• **TESTO ESTRATTO**:

§

Prove acquisite dal giudice incompetente

Dispositivo dell'art. 26 Codice di procedura penale

1. L'inosservanza delle norme sulla competenza non produce l'inefficacia delle prove già acquisite.

2. Le dichiarazioni rese al giudice incompetente per materia, se ripetibili, sono utilizzabili soltanto nell'udienza preliminare [416 c.p.p. ss.] e per le contestazioni a norma degli articoli 500 e 503.

Ratio Legis

L'articolo in oggetto, in ossequio al principio utile per inutile non vitiatur, stabilisce i casi in cui possono o non posso essere utilizzate le prove acquisite dal giudice incompetente e, in caso siano utilizzabili, ne detta i limiti di impiego.

Spiegazione dell'art. 26 Codice di procedura penale

I due ultimi articoli del capo riservato all'incompetenza ed agli affetti che possono scaturirne seguono il principio di conservazione degli atti assunti dal giudice poi risultato incompetente.

La norma in esame stabilisce che il mancato rispetto delle norme sulla competenza non produce l'inefficacia delle prove acquisite.

Il secondo comma prevede un'unica eccezione, riferita alle dichiarazioni rese al giudice incompetente per materia che, se ripetibili, possono venire utilizzate solamente in sede di udienza preliminare e per le contestazioni di cui agli articoli 500 e 503.

Per quanto concerne invece l'articolo 27, ivi si stabilisce che le misure cautelari disposte da un giudice poi risultato incompetente contestualmente o successivamente alla decisione sulle misure stesse, cessano di avere efficacia se, entro venti giorni dall'ordinanza di trasmissione degli atti al giudice competente, questo non conferma le misure disposte.

§

• **ELENCO RIGHE**:
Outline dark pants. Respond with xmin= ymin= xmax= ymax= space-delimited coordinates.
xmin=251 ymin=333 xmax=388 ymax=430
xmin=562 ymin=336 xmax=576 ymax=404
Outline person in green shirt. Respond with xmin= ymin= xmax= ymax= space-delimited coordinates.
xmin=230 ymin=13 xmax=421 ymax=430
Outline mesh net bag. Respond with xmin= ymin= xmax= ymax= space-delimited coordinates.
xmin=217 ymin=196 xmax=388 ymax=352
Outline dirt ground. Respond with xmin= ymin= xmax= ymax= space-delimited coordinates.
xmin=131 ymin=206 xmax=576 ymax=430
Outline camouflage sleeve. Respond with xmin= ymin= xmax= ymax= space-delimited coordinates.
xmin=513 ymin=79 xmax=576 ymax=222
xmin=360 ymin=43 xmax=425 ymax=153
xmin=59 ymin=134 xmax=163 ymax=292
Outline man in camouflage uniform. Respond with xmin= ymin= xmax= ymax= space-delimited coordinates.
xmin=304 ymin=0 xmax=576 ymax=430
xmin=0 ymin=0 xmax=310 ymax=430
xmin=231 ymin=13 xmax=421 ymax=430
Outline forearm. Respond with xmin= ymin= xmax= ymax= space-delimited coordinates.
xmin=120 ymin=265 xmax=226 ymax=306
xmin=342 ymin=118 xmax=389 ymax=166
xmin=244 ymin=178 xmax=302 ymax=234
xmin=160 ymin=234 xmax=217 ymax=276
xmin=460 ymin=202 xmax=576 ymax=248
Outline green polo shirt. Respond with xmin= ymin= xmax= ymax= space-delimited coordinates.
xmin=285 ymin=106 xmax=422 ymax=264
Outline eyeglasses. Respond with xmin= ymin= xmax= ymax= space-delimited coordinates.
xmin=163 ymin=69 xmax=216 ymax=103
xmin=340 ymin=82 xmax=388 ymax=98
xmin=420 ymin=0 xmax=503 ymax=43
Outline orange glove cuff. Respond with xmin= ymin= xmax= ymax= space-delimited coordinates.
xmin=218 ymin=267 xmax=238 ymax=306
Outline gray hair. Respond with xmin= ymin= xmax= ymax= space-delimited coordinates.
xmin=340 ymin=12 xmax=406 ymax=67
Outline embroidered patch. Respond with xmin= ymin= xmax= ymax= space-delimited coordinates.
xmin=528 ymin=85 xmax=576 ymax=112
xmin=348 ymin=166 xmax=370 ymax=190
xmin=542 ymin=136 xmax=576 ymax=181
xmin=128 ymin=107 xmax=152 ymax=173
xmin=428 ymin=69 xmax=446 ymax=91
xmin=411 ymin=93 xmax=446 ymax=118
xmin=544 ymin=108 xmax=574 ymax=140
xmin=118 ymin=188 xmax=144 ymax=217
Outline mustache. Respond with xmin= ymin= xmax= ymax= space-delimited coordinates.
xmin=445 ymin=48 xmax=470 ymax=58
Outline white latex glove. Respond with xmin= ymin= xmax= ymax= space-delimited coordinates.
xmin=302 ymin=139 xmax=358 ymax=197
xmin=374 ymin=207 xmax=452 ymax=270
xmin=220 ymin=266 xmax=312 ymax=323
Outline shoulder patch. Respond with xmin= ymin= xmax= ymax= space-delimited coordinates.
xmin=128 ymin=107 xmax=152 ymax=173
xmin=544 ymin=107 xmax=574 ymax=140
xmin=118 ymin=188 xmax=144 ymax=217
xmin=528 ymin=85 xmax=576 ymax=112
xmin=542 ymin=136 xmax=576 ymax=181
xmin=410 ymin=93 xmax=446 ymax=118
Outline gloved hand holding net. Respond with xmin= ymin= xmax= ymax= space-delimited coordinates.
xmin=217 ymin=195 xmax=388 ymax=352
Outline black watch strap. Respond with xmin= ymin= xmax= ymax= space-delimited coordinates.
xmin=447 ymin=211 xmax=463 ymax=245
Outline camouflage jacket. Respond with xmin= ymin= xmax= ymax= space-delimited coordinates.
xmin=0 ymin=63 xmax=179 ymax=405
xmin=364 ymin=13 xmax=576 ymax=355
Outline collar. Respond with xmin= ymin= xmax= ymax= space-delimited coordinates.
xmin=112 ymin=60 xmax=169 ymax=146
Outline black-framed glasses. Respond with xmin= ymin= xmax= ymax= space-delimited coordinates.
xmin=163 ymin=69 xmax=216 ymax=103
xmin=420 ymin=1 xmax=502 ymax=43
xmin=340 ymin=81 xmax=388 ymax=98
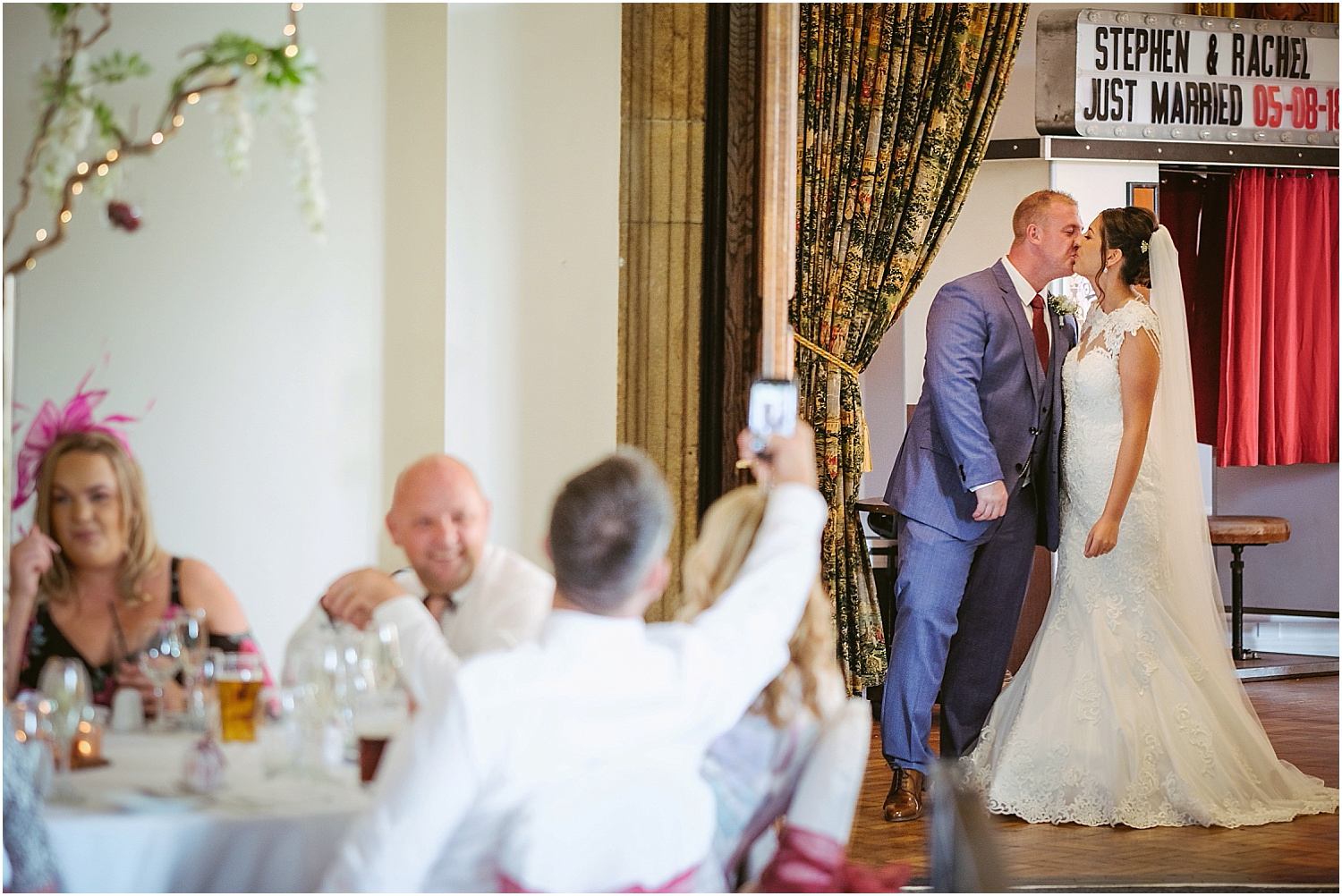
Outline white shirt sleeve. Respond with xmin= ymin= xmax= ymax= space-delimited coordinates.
xmin=692 ymin=485 xmax=828 ymax=731
xmin=373 ymin=595 xmax=462 ymax=707
xmin=322 ymin=689 xmax=482 ymax=893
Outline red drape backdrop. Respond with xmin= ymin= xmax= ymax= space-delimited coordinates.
xmin=1159 ymin=171 xmax=1234 ymax=445
xmin=1216 ymin=169 xmax=1338 ymax=467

§

• **COSA FARAI**:
#1 Riassumi in due frasi il testo sull'articolo 26.
#2 Elenca tutti gli articoli del Codice di procedura penale che compaiono nel testo sull'articolo 26, indicando solo il numero di ciascuno.
Le righe non hanno nessun legame con il testo sull'articolo 26.

• **ESERCIZIO SVOLTO**:
#1 L'articolo 26 del Codice di procedura penale stabilisce che il mancato rispetto delle norme sulla competenza non rende inefficaci le prove già acquisite, seguendo il principio di conservazione degli atti assunti dal giudice poi risultato incompetente. L'unica eccezione riguarda le dichiarazioni ripetibili rese al giudice incompetente per materia, che si possono usare solo nell'udienza preliminare e per le contestazioni previste dagli articoli 500 e 503.

#2
- 26
- 416
- 500
- 503
- 27